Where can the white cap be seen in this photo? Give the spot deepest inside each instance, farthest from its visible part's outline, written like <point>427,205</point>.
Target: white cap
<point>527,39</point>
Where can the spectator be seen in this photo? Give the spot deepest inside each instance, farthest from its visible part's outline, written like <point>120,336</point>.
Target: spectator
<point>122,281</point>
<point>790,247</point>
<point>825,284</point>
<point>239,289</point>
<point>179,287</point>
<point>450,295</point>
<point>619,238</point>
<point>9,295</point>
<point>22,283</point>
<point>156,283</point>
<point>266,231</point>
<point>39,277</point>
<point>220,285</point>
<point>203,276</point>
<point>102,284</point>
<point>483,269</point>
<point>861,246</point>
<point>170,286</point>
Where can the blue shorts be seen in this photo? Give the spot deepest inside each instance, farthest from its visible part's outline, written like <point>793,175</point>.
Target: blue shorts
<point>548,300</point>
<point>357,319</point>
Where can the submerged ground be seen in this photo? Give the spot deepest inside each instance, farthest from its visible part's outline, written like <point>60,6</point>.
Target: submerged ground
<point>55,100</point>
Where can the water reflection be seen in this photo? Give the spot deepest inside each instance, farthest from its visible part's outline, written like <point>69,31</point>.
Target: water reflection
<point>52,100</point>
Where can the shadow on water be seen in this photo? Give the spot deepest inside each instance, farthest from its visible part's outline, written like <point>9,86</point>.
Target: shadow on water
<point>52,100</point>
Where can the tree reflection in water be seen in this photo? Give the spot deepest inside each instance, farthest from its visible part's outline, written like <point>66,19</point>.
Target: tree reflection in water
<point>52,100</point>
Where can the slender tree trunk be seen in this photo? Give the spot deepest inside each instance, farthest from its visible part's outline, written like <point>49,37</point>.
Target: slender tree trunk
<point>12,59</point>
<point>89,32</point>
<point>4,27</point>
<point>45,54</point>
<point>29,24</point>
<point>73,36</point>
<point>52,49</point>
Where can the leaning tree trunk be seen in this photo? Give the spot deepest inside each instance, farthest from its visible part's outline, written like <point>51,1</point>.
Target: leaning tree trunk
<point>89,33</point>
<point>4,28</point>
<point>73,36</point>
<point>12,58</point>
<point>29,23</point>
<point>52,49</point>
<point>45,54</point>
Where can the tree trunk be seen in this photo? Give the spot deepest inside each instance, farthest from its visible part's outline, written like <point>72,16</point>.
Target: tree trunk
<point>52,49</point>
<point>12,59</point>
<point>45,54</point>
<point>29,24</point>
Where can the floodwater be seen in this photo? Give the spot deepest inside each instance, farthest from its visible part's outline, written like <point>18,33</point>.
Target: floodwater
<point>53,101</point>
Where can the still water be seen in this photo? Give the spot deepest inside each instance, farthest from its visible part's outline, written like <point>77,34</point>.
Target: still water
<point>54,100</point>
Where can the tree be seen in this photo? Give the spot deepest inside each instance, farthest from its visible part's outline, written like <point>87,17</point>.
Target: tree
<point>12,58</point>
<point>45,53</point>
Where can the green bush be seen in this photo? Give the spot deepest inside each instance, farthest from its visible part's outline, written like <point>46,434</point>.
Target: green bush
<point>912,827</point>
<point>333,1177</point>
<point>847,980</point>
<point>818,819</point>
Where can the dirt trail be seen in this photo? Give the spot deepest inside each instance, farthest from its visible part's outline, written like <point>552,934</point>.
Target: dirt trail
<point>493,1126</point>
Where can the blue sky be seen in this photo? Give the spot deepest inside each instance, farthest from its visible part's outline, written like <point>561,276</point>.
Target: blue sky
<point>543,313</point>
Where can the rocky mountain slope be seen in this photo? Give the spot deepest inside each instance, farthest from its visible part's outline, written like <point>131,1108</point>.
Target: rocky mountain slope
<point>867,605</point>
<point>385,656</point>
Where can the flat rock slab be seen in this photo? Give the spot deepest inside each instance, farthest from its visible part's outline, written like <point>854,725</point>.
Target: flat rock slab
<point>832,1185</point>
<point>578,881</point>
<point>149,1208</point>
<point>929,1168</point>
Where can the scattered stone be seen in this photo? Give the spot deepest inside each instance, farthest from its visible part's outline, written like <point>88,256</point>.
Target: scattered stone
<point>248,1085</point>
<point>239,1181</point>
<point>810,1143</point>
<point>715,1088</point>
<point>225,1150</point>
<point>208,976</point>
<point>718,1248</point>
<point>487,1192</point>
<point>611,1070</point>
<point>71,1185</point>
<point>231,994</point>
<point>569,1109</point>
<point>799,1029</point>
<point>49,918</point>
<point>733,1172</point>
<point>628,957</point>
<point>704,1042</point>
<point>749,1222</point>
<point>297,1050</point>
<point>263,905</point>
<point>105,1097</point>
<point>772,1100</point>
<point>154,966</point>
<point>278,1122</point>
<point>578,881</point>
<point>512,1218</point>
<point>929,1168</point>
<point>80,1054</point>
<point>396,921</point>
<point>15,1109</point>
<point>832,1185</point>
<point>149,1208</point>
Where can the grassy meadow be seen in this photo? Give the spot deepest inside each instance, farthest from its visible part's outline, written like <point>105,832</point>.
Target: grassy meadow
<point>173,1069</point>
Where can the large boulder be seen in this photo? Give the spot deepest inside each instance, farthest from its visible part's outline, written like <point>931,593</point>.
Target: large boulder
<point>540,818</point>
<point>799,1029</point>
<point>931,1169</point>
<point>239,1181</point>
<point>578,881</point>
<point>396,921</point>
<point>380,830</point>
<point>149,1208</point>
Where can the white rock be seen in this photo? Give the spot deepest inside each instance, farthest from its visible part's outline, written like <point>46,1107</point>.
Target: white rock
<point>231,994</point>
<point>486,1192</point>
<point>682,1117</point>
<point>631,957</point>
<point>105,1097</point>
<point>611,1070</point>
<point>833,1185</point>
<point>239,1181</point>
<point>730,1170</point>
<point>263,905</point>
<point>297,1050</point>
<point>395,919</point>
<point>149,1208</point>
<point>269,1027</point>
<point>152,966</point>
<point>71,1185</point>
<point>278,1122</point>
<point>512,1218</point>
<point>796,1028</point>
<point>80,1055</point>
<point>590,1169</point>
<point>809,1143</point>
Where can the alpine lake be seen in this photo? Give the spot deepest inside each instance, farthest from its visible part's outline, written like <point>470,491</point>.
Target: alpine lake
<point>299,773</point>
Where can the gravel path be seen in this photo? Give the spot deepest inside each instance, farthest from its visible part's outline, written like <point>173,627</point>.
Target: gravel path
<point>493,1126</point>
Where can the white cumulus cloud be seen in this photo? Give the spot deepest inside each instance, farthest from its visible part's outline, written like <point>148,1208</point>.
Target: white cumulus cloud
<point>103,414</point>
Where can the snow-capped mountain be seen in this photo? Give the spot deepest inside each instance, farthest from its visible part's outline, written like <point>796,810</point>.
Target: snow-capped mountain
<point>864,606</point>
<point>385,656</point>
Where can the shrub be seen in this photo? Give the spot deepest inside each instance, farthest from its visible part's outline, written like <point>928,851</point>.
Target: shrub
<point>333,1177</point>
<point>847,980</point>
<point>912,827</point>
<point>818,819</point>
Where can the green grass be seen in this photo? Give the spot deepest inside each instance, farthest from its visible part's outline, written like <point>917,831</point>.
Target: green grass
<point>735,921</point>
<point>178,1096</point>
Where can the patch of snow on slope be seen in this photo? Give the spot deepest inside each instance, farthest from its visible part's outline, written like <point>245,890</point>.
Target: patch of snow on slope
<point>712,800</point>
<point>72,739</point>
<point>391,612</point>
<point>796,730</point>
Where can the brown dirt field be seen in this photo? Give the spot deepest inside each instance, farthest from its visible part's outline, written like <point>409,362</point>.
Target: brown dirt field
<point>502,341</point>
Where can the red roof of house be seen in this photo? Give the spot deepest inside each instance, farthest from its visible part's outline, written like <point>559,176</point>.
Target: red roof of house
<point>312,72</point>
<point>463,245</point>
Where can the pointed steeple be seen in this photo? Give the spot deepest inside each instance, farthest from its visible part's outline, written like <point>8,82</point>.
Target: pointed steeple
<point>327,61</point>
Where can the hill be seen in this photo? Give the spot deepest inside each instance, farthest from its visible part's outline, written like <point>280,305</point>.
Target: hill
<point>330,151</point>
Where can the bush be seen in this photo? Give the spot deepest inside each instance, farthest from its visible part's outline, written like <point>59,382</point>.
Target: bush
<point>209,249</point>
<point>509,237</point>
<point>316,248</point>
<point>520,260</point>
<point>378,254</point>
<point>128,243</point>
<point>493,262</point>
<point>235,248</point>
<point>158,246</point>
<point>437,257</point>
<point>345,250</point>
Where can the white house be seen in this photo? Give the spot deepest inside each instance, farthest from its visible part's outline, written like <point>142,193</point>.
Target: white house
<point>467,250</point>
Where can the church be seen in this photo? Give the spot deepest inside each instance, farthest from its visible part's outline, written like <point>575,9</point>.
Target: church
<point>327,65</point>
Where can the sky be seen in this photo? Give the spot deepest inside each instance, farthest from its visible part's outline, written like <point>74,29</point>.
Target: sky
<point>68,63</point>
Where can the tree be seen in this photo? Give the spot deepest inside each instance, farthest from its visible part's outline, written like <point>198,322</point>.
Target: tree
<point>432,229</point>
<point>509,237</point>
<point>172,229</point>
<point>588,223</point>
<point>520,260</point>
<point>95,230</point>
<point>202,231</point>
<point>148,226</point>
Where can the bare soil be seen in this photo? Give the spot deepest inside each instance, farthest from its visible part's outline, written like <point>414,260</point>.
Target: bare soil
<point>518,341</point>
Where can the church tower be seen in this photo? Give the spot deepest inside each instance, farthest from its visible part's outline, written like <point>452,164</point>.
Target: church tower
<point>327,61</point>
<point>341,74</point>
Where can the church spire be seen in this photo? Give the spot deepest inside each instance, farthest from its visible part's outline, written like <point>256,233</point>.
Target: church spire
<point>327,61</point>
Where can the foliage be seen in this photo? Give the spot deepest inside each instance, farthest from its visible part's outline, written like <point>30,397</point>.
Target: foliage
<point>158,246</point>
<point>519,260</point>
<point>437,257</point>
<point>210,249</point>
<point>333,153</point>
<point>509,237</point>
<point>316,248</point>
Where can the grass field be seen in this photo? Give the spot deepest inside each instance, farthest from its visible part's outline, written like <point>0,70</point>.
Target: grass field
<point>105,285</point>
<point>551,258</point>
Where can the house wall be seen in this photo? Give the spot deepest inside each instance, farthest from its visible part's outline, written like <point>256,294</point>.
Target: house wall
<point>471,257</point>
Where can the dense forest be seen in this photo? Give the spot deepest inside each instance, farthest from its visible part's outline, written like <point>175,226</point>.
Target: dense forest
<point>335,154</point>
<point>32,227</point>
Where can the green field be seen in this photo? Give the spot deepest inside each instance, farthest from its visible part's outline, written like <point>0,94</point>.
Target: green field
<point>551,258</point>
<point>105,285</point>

[Enunciado del ejercicio]
Reescribe completas las líneas comprendidas entre el comienzo y la que contiene "<point>527,39</point>", ambas incluidas. Escala por 1,6 solo las coordenadas de las respuestas y redondéalas al entero más cercano, con las mitades hacia arriba.

[Solución del ejercicio]
Where can the white cap be seen in this photo? Give the spot deepest inside each instance, farthest from its visible part's outline, written like <point>427,205</point>.
Target: white cap
<point>843,62</point>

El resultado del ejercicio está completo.